** Quoted passage follows **

Jacob Sullum

Jacob Sullum

Opinion

The president’s privacy epiphany

Last June, after news reports revealed that the National Security Agency was surreptitiously collecting everyone’s phone records, President Obama called this massive dragnet a “modest encroachment” that “the American people should feel comfortable about.” Last Friday, he portrayed it as a significant threat to privacy.

Which is it? Evidently the answer depends on the latest polls, which find that the American people are not as comfortable with the NSA’s snooping as Obama said they should be. His obvious lack of conviction about the threat posed by mass surveillance makes it hard to believe he is serious about addressing it.

There was a time when Obama seemed genuinely concerned about the erosion of privacy in the name of fighting terrorism. Running for the Senate in 2004, he condemned the Patriot Act for “violating our fundamental notions of privacy,” declaring, “We don’t like federal agents poking around our libraries.”

** End of Quoted passage **
** Listed entries follows **

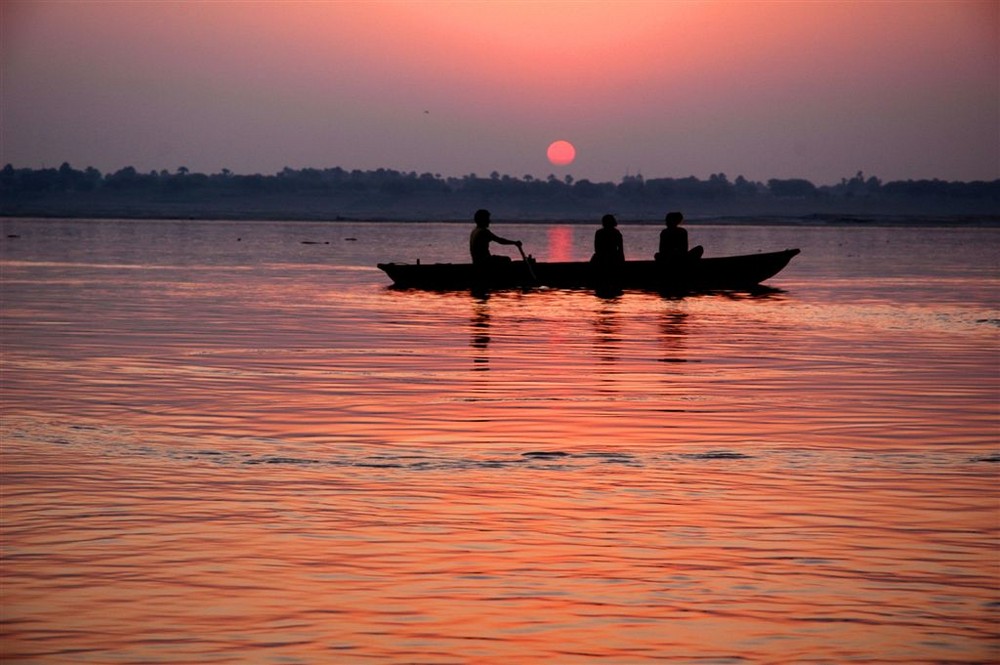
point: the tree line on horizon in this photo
(394, 184)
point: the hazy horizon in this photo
(817, 90)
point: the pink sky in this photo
(815, 89)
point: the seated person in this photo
(609, 247)
(673, 241)
(479, 241)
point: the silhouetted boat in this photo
(705, 274)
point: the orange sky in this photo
(764, 89)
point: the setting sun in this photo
(561, 153)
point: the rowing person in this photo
(480, 239)
(673, 242)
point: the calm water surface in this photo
(231, 442)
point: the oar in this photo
(531, 271)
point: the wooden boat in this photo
(705, 274)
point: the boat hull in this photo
(705, 274)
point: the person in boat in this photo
(673, 242)
(609, 247)
(479, 242)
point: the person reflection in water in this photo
(609, 246)
(673, 242)
(479, 242)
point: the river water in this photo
(231, 442)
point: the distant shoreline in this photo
(810, 219)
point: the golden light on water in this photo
(261, 451)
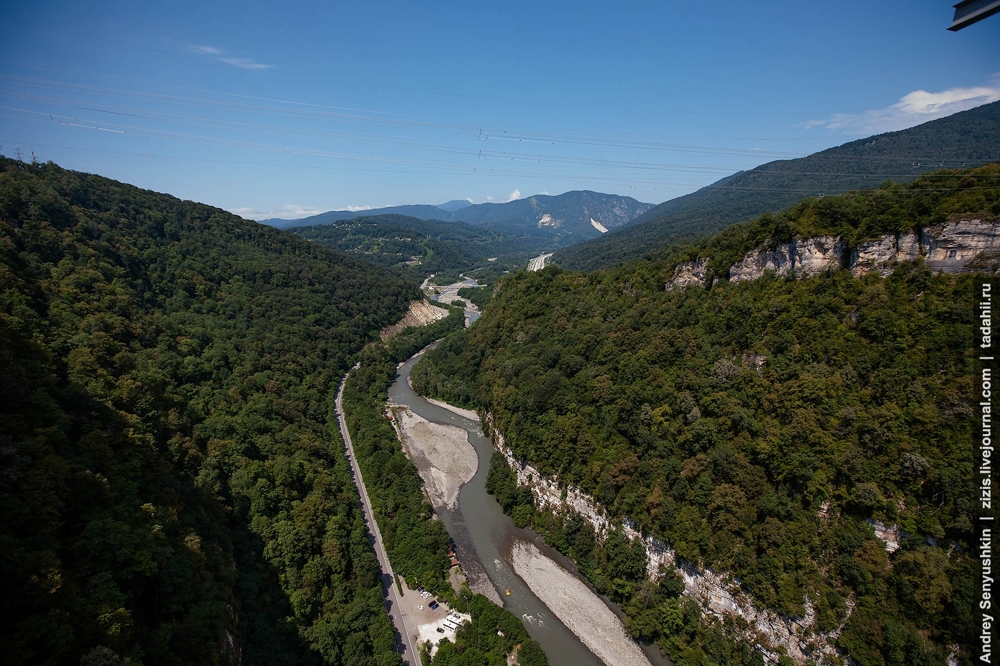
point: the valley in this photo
(230, 443)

** End of Listed entries **

[Problems to work on]:
• a. Rewrite the paragraph of the privacy column that begins "Last June, after news reports" in fewer words, keeping its main facts.
• b. From the privacy column, output the passage between "The president’s privacy" and "about addressing it.", inclusive.

[Task-by-task results]:
• a. Last June, after reports that the NSA was secretly collecting everyone's phone records, President Obama called the program a "modest encroachment" Americans should feel comfortable about. Last Friday, he described it as a significant threat to privacy.

• b.
The president’s privacy epiphany

Last June, after news reports revealed that the National Security Agency was surreptitiously collecting everyone’s phone records, President Obama called this massive dragnet a “modest encroachment” that “the American people should feel comfortable about.” Last Friday, he portrayed it as a significant threat to privacy.

Which is it? Evidently the answer depends on the latest polls, which find that the American people are not as comfortable with the NSA’s snooping as Obama said they should be. His obvious lack of conviction about the threat posed by mass surveillance makes it hard to believe he is serious about addressing it.